** WORK ITEM **
Whatever appears in the entries must be given again exactly.

[Dataset entries]

....................

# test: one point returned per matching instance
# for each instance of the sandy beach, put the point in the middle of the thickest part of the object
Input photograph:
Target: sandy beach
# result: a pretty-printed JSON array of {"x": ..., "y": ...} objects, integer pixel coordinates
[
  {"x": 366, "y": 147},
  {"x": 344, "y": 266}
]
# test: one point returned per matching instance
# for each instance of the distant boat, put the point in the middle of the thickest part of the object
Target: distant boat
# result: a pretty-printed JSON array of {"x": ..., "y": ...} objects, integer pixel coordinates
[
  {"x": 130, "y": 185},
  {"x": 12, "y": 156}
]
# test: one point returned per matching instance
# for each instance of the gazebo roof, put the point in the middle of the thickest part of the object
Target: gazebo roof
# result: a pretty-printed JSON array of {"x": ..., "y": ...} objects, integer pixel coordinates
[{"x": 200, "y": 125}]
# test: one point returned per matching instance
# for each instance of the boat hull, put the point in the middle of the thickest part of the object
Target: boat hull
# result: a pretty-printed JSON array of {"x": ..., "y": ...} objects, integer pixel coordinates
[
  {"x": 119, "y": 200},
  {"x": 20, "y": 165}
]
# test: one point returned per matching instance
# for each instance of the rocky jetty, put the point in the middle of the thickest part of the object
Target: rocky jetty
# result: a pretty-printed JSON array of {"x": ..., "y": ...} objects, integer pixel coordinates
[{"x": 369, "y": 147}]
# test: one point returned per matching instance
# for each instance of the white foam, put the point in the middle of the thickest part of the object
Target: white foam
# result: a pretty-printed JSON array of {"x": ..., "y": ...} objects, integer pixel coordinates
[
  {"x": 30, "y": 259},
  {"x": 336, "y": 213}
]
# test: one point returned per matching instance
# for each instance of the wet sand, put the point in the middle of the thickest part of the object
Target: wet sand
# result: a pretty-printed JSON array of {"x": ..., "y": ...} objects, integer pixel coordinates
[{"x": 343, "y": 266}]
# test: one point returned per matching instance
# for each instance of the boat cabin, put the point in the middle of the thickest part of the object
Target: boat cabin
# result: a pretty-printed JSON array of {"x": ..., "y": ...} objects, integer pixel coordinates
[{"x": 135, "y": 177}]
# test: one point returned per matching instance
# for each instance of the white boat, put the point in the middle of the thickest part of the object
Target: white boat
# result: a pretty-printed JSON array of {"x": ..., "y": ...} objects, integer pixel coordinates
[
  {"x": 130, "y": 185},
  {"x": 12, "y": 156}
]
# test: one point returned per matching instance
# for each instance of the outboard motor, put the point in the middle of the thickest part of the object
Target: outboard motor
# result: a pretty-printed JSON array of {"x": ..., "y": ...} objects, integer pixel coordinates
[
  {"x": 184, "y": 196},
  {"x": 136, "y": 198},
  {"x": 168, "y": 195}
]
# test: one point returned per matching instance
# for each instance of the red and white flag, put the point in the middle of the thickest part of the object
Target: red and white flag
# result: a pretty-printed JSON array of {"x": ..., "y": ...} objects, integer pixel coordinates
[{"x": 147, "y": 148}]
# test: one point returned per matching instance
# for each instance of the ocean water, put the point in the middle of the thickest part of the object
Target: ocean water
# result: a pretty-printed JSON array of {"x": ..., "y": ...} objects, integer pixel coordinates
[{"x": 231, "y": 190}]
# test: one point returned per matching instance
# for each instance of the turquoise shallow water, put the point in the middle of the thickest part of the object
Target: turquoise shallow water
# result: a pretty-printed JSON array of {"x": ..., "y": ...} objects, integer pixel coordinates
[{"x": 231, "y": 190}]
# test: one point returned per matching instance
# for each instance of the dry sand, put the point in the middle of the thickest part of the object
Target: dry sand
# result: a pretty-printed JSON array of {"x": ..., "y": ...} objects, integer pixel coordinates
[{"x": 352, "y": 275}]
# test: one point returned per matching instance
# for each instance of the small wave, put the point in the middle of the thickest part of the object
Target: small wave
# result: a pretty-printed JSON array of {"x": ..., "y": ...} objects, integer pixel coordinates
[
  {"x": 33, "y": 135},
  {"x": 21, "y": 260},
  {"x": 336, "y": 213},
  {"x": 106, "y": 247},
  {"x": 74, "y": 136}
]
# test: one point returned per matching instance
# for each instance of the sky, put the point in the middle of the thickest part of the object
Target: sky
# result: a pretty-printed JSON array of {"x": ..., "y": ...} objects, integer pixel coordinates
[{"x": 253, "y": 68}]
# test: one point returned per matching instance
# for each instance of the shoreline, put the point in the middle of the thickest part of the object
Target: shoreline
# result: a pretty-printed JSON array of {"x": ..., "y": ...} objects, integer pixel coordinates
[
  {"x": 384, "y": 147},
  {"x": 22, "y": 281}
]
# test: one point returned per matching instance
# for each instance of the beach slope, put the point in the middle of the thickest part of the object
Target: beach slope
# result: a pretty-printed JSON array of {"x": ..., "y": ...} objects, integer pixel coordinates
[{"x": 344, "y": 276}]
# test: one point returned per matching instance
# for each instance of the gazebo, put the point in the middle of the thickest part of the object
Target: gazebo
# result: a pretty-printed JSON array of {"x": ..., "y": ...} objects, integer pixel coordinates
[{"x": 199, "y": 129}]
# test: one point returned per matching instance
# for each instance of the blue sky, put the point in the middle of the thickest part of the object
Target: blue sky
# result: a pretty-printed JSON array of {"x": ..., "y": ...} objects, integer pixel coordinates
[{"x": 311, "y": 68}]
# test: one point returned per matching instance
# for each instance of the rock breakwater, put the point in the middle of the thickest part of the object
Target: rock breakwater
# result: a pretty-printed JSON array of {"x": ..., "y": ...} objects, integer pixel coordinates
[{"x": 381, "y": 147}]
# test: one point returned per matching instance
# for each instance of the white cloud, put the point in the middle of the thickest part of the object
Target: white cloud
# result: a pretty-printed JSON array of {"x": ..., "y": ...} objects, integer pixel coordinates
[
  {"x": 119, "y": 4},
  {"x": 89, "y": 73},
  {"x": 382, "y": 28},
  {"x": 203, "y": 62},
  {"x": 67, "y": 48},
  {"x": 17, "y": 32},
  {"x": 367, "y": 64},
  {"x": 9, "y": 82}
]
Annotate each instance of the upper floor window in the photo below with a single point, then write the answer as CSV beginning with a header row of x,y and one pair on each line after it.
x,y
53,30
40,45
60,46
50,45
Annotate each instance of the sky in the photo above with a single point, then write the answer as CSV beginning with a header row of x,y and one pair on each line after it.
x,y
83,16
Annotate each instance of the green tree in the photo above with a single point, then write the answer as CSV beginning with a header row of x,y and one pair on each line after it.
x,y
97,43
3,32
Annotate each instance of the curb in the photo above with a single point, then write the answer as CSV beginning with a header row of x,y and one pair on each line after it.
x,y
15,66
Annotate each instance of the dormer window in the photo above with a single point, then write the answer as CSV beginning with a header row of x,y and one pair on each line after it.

....................

** REPLY **
# test: one point returned per matching instance
# for each instance of the sandy beach, put the point in the middle of the thickest part of the object
Input photograph:
Target: sandy beach
# result: a pretty-printed JSON array of {"x": ..., "y": ...} objects, integer pixel coordinates
[
  {"x": 366, "y": 147},
  {"x": 344, "y": 266}
]
# test: one point returned per matching instance
# for each instance of the distant boat, put the point in the middle of the thickest part of the object
Target: distant boat
# result: a pretty-printed JSON array of {"x": ..., "y": ...} objects, integer pixel coordinates
[
  {"x": 130, "y": 185},
  {"x": 12, "y": 156}
]
# test: one point returned per matching instance
# for each instance of the gazebo roof, put the point in the middle of the thickest part of the object
Target: gazebo roof
# result: a pretty-printed JSON array of {"x": ..., "y": ...} objects, integer pixel coordinates
[{"x": 200, "y": 125}]
# test: one point returned per matching instance
# for each instance of the boat hull, put the point in the middle of the thickest part of the object
Target: boat hull
# result: a pretty-printed JSON array of {"x": ..., "y": ...} objects, integer pixel coordinates
[
  {"x": 119, "y": 200},
  {"x": 20, "y": 165}
]
# test: one point returned per matching instance
# for each instance of the rocky jetty, put the point in the middle of the thickest part of the object
Target: rocky jetty
# result: a pretty-printed JSON array of {"x": ..., "y": ...} objects, integer pixel coordinates
[{"x": 369, "y": 147}]
# test: one point returned per matching instance
# for each instance of the white foam, put the point in the middle of the thickest part of the object
Target: white foam
# result: a pretty-printed JSON array of {"x": ..., "y": ...} objects, integer pixel coordinates
[
  {"x": 30, "y": 259},
  {"x": 336, "y": 213}
]
# test: one point returned per matching instance
# for each instance of the wet sand, put the point in the middle of the thickest part of the object
Target: wet sand
# result: a pretty-printed JSON array of {"x": ..., "y": ...} objects, integer pixel coordinates
[{"x": 343, "y": 266}]
# test: one point returned per matching instance
# for each instance of the boat cabin, put the point in the middle of the thickest part of the object
Target: boat cabin
# result: a pretty-printed JSON array of {"x": ..., "y": ...} objects, integer pixel coordinates
[{"x": 135, "y": 177}]
# test: one point returned per matching instance
# for each instance of the white boat, put the point in the middle of the thickest part of the object
Target: white boat
# result: a pretty-printed JSON array of {"x": ..., "y": ...} objects, integer pixel coordinates
[
  {"x": 130, "y": 185},
  {"x": 12, "y": 156}
]
# test: one point returned per matching instance
# for each instance of the outboard motor, put the point in the middle of the thickest part of the object
Target: outboard motor
# result: a pretty-printed JSON array of {"x": ..., "y": ...} objects, integer pixel coordinates
[
  {"x": 184, "y": 196},
  {"x": 136, "y": 198},
  {"x": 168, "y": 195}
]
# test: one point returned per matching instance
# for each instance of the red and white flag, put the point in the middle of the thickest part of the object
Target: red and white flag
# result: a pretty-printed JSON array of {"x": ..., "y": ...} objects, integer pixel coordinates
[{"x": 147, "y": 148}]
# test: one point returned per matching instance
# for each instance of the ocean water, put the point in the middle of the thickest part of the object
Target: ocean water
# result: a pretty-printed JSON array of {"x": ..., "y": ...} objects, integer pixel coordinates
[{"x": 231, "y": 190}]
# test: one point returned per matching instance
# for each instance of the turquoise shallow water, put the point in the middle of the thickest part of the object
Target: turquoise shallow water
# result: a pretty-printed JSON array of {"x": ..., "y": ...} objects, integer pixel coordinates
[{"x": 231, "y": 190}]
# test: one point returned per matching instance
# for each instance of the dry sand, put the point in the middle of the thickest part of the object
Target: dry sand
# result: a pretty-printed JSON array of {"x": ..., "y": ...} objects, integer pixel coordinates
[{"x": 352, "y": 275}]
# test: one point returned per matching instance
# for each instance of the small wave, put the point in the middle of the thickest part of the object
Target: small wave
# result: a pretty-printed JSON array of {"x": ..., "y": ...} objects, integer pixel coordinates
[
  {"x": 33, "y": 135},
  {"x": 21, "y": 260},
  {"x": 336, "y": 213},
  {"x": 106, "y": 247},
  {"x": 74, "y": 136}
]
# test: one point returned per matching instance
# for each instance of the sky, put the point in the middle of the thickest part of the object
Target: sky
# result: a pretty-printed JSON array of {"x": ..., "y": ...} objects, integer pixel coordinates
[{"x": 253, "y": 68}]
# test: one point returned per matching instance
# for each instance of the shoreline, put the point in the middle of the thickest part of the object
Target: shoreline
# result: a pretty-printed JSON array of {"x": ..., "y": ...} objects, integer pixel coordinates
[
  {"x": 384, "y": 147},
  {"x": 22, "y": 281}
]
# test: one point returned per matching instance
# for each instance of the beach slope, put the point in the middle of the thickest part of the object
Target: beach slope
# result: a pretty-printed JSON array of {"x": ..., "y": ...} objects, integer pixel coordinates
[{"x": 344, "y": 276}]
# test: one point returned per matching instance
# for each instance of the gazebo, put the point in the middle of the thickest part of the object
Target: gazebo
# result: a pretty-printed JSON array of {"x": ..., "y": ...} objects, integer pixel coordinates
[{"x": 199, "y": 129}]
# test: one point returned per matching instance
# for each instance of the blue sky, put the point in the middle of the thickest part of the object
Target: blue sky
# result: a pretty-printed JSON array of {"x": ..., "y": ...} objects, integer pixel coordinates
[{"x": 311, "y": 68}]
# test: one point returned per matching instance
# for each instance of the rock breakwater, put the point in the middle of the thickest part of the object
Target: rock breakwater
# result: a pretty-printed JSON array of {"x": ..., "y": ...} objects, integer pixel coordinates
[{"x": 381, "y": 147}]
# test: one point returned per matching instance
# for each instance of the white cloud, put the point in the middle of the thickest part of the object
Target: white cloud
# result: a pretty-printed JSON array of {"x": ..., "y": ...} objects, integer pixel coordinates
[
  {"x": 119, "y": 4},
  {"x": 89, "y": 73},
  {"x": 382, "y": 28},
  {"x": 203, "y": 62},
  {"x": 67, "y": 48},
  {"x": 17, "y": 32},
  {"x": 367, "y": 64},
  {"x": 9, "y": 82}
]
Annotate each instance of the upper floor window in the photo below with a single point, then write the answer as CSV beginning with a header row of x,y and one pair on each line after it.
x,y
53,30
40,45
60,46
50,45
Annotate each instance of the sky in the photo above with a single point, then write the answer as CSV beginning with a header row of x,y and one pair on each line after it.
x,y
83,16
Annotate each instance of the green tree in the photo above with a single point, then write the answer as CSV beginning with a header row of x,y and one pair on each line after it.
x,y
97,43
3,32
Annotate each instance of the curb in the photo above with a single point, then write the answer as CSV beginning with a header row of x,y and one pair on each line after it.
x,y
15,66
Annotate each instance of the dormer window in the photo above with a single point, then write the answer as CSV beginning with a header row of x,y and one pair on each line after it.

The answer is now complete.